▶ _What to work on_
Print the data exactly as it appears, keeping every word.

===== Exercise data

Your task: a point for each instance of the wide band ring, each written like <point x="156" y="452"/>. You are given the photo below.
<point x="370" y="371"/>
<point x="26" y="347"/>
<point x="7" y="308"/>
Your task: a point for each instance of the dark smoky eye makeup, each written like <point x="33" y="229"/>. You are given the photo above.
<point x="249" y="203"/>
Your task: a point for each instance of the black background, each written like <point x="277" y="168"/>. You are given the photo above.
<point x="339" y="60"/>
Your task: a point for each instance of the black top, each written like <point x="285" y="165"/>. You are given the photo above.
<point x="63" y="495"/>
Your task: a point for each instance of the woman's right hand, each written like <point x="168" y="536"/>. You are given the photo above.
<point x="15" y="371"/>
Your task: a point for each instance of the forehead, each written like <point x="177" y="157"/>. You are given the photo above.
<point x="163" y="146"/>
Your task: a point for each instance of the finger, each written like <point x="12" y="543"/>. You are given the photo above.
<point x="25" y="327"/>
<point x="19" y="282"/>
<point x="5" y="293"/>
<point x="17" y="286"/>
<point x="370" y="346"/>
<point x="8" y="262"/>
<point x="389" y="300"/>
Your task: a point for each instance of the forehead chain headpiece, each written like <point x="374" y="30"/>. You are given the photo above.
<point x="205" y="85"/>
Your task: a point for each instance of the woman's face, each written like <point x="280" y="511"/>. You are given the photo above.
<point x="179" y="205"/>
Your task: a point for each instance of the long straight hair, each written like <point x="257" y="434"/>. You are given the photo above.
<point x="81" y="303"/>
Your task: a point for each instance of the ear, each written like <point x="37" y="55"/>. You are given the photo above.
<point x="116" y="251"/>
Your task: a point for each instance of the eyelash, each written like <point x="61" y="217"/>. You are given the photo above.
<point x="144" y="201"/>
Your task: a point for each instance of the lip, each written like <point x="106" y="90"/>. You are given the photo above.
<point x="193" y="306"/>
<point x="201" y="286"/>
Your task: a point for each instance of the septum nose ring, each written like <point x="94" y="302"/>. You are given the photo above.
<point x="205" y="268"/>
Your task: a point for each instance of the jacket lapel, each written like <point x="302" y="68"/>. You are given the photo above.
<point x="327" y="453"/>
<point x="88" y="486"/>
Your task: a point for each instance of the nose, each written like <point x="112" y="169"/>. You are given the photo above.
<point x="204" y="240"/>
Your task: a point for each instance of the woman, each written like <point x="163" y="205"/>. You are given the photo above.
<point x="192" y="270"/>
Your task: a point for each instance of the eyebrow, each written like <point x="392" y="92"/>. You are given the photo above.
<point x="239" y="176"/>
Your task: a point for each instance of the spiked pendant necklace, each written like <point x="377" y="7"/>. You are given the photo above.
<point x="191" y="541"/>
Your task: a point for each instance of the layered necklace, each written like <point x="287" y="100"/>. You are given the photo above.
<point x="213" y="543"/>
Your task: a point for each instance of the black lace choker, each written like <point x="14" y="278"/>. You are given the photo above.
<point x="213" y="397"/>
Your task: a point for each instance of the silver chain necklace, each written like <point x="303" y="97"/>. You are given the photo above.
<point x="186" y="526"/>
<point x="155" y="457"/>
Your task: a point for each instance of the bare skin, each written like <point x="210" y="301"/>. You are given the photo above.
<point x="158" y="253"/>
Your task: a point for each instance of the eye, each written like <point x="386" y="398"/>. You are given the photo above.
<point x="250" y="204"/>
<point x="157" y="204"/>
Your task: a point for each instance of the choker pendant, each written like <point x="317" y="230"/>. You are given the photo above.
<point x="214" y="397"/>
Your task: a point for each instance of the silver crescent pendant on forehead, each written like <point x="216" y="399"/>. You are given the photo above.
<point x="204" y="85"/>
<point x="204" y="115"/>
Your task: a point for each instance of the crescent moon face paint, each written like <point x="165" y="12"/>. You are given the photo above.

==========

▶ _Output of the task_
Your task: a point for each instance of the wide band ring, each written like <point x="156" y="452"/>. You are given the photo below.
<point x="370" y="371"/>
<point x="26" y="347"/>
<point x="7" y="308"/>
Your task: a point for each instance of the dark smoky eye makeup, each written like <point x="33" y="229"/>. You are given the photo above.
<point x="249" y="203"/>
Your task: a point for each instance of the black background, each written like <point x="277" y="168"/>. You are given the photo above.
<point x="339" y="60"/>
Your task: a point for each instance of the black top, each written like <point x="285" y="165"/>. You are given the photo above.
<point x="63" y="495"/>
Your task: a point for each instance of the woman's right hand, each written like <point x="168" y="536"/>. You are given the photo above.
<point x="15" y="371"/>
Your task: a point for each instance of the forehead, each written like <point x="177" y="157"/>. You are given the photo above.
<point x="163" y="146"/>
Your task: a point for each instance of the finger, each written like <point x="12" y="543"/>. You are given the photo above.
<point x="25" y="327"/>
<point x="19" y="282"/>
<point x="5" y="293"/>
<point x="17" y="286"/>
<point x="370" y="346"/>
<point x="8" y="262"/>
<point x="389" y="300"/>
Your task: a point for each instance of the forehead chain headpiece, each written like <point x="374" y="30"/>. You are given the photo above.
<point x="205" y="85"/>
Your task: a point for each instance of the woman's face, each written like <point x="280" y="511"/>. You are given the photo above.
<point x="179" y="205"/>
Your task: a point for each instance of the long straight hair, each written like <point x="257" y="434"/>. You are given the photo above.
<point x="81" y="303"/>
Your task: a point for each instance of the ear, each written like <point x="37" y="55"/>. You are given the photo above.
<point x="116" y="251"/>
Your task: a point for each instance of the eyelash, each written like <point x="61" y="217"/>. You are given the photo above.
<point x="144" y="201"/>
Your task: a point for each instance of the lip, each written like <point x="106" y="90"/>. You are given the photo above.
<point x="193" y="306"/>
<point x="201" y="286"/>
Your task: a point for each instance of the septum nose ring, each written like <point x="94" y="302"/>. You are given the photo above.
<point x="205" y="268"/>
Your task: a point for each instance of the jacket lapel, each written like <point x="302" y="68"/>. You are given the photo above.
<point x="327" y="453"/>
<point x="88" y="486"/>
Your task: a point for each instance of the nose, each written like <point x="112" y="169"/>. You are given the photo above.
<point x="204" y="240"/>
Your task: a point for each instance of the woman, each written like <point x="163" y="205"/>. You are given the photo above.
<point x="192" y="270"/>
Your task: a point for each instance of the eyebrow, each written like <point x="392" y="92"/>. You are given the photo above.
<point x="239" y="176"/>
Your task: a point for each instance of the spiked pendant necklace, each written like <point x="377" y="7"/>. You are given the photo above.
<point x="191" y="541"/>
Your task: a point for each instance of the layered necklace, each written like <point x="287" y="100"/>. You are given the photo above.
<point x="213" y="543"/>
Your task: a point for each instance of the black lace choker, each written like <point x="14" y="278"/>. You are given the photo above.
<point x="213" y="397"/>
Your task: a point for each instance of the silver chain necklace, each written like <point x="303" y="97"/>. You are given the photo above.
<point x="186" y="526"/>
<point x="155" y="457"/>
Your task: a point for each instance of the bare skin, each written like <point x="210" y="301"/>. You are given the photo above.
<point x="158" y="253"/>
Your task: a point for each instance of the eye, each written like <point x="386" y="398"/>. You are given the photo above.
<point x="250" y="204"/>
<point x="157" y="204"/>
Your task: a point for each instance of the choker pendant, each written like <point x="317" y="230"/>. You are given the photo above.
<point x="214" y="397"/>
Your task: a point for each instance of the silver crescent pendant on forehead, each written like <point x="216" y="399"/>. You are given the photo above.
<point x="204" y="85"/>
<point x="204" y="115"/>
Your task: a point for each instance of the crescent moon face paint, each written like <point x="165" y="12"/>. You are given the photo above.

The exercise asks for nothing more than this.